_SOAL LATIHAN:_ Ketik ulang secara utuh teks mengenai pendidikan dan akar budaya siswa berikut tanpa mengubah satu huruf pun.

_DOKUMEN:_
----------

Siswa tercerabut dari akar budayanya. Pembelajaran tak mampu menumbuhkan kesadaran bertindak, dan meningkatkan pengetahuan yang bermakna bagi kehidupan. Mereka tak memiliki kepedulian terhadap kerusakan lingkungan, tak memahami kemiskinan akut di sekitarnya.
Ada contoh baik berjaraknya pembelajaran dengan sikap dan perilaku dalam kehidupan keseharian. Saat pembelajaran, misalnya, pohon memerlukan air untuk tumbuh. Namun, saat siswa di rumah mendapati tanaman layu, tidak tergerak menyiraminya.
Dengan demikian, praktik pendidikan harus menggeser paradigmanya, dari melayani kepentingan pasar-industri ke kebutuhan dan kepentingan anak. Inilah pendidikan yang dicita-citakan Ki Hajar Dewantara, menuntun anak mencapai kebahagiaan dan kesejahteraan setinggi-tingginya.
Awal bulan Agustus 2023, ada perhelatan menarik bertajuk "Residensi Seni Pedagogis" di Samigaluh, Kulonprogo. Kegiatan ini meneguhkan pedagogis sebagai praktik pembelajaran yang menyenangkan dalam menguatkan karakter siswa.

----------

_DATA YANG DIBERIKAN:_
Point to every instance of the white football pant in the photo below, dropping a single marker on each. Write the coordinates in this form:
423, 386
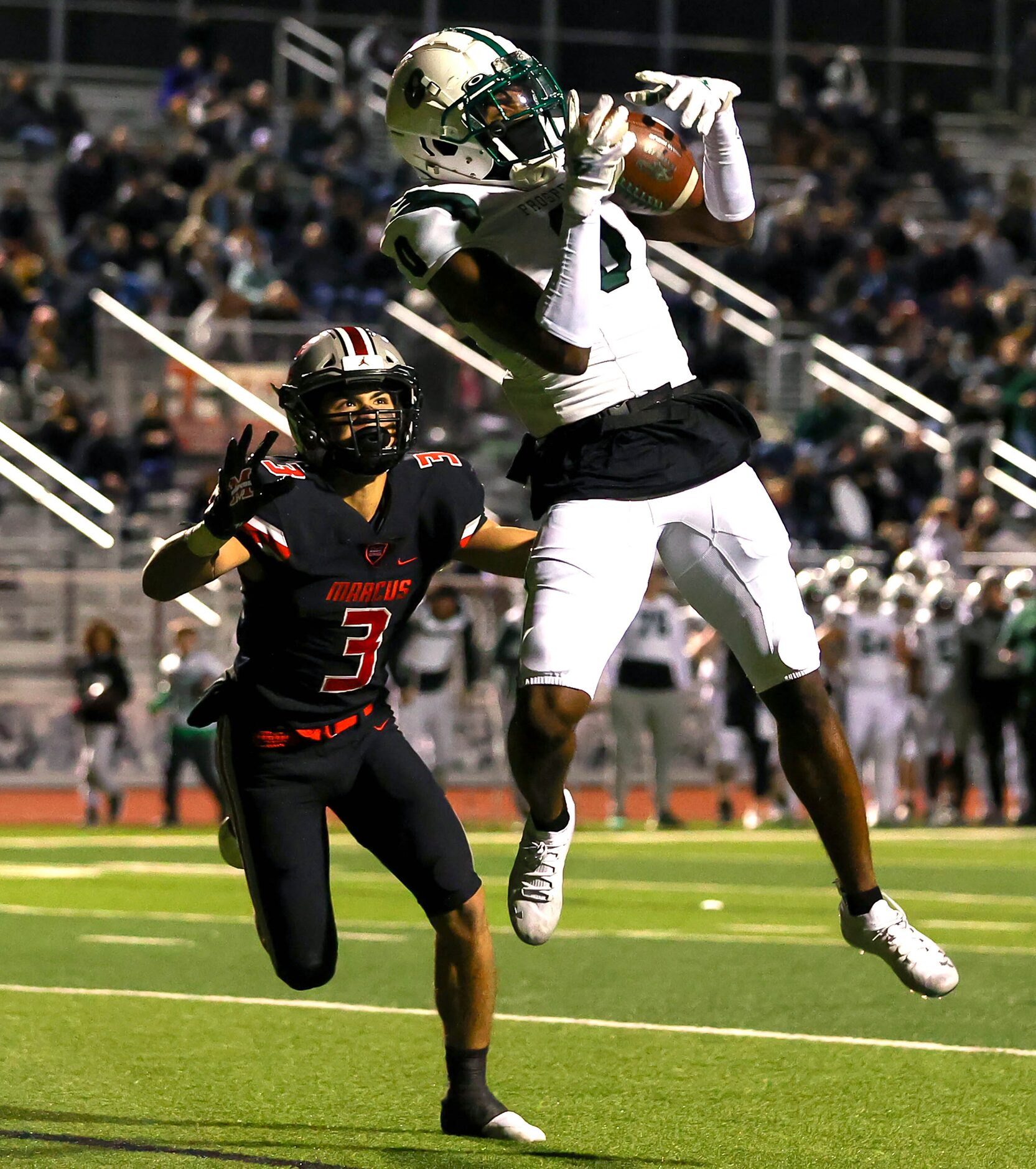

----------

_JAWABAN LATIHAN:_
Siswa tercerabut dari akar budayanya. Pembelajaran tak mampu menumbuhkan kesadaran bertindak, dan meningkatkan pengetahuan yang bermakna bagi kehidupan. Mereka tak memiliki kepedulian terhadap kerusakan lingkungan, tak memahami kemiskinan akut di sekitarnya.
Ada contoh baik berjaraknya pembelajaran dengan sikap dan perilaku dalam kehidupan keseharian. Saat pembelajaran, misalnya, pohon memerlukan air untuk tumbuh. Namun, saat siswa di rumah mendapati tanaman layu, tidak tergerak menyiraminya.
Dengan demikian, praktik pendidikan harus menggeser paradigmanya, dari melayani kepentingan pasar-industri ke kebutuhan dan kepentingan anak. Inilah pendidikan yang dicita-citakan Ki Hajar Dewantara, menuntun anak mencapai kebahagiaan dan kesejahteraan setinggi-tingginya.
Awal bulan Agustus 2023, ada perhelatan menarik bertajuk "Residensi Seni Pedagogis" di Samigaluh, Kulonprogo. Kegiatan ini meneguhkan pedagogis sebagai praktik pembelajaran yang menyenangkan dalam menguatkan karakter siswa.